- **Given request**: Write out every line of the material below without any changes, omitting the pictures.

- **Task material**:
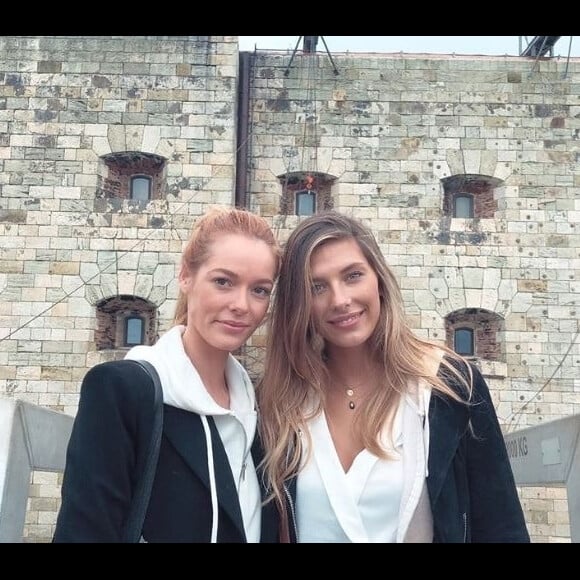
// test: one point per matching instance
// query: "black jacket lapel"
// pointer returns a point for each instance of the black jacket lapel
(185, 432)
(447, 424)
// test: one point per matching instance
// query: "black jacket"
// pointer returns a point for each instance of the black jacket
(109, 440)
(471, 487)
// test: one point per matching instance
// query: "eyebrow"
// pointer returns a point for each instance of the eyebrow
(232, 274)
(348, 267)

- **Worked solution**:
// test: one point per matching instance
// query: "black jacket lapel"
// pointer returns a point for each instance of the black jacket lapel
(185, 432)
(447, 424)
// test: one point per matching instance
// query: "black jacket"
// pointer returns a point for each instance of the black jacket
(109, 440)
(471, 487)
// test: one point per matching instance
// query: "eyebrow"
// pointer returns a point for each instance of the eyebrow
(232, 274)
(348, 267)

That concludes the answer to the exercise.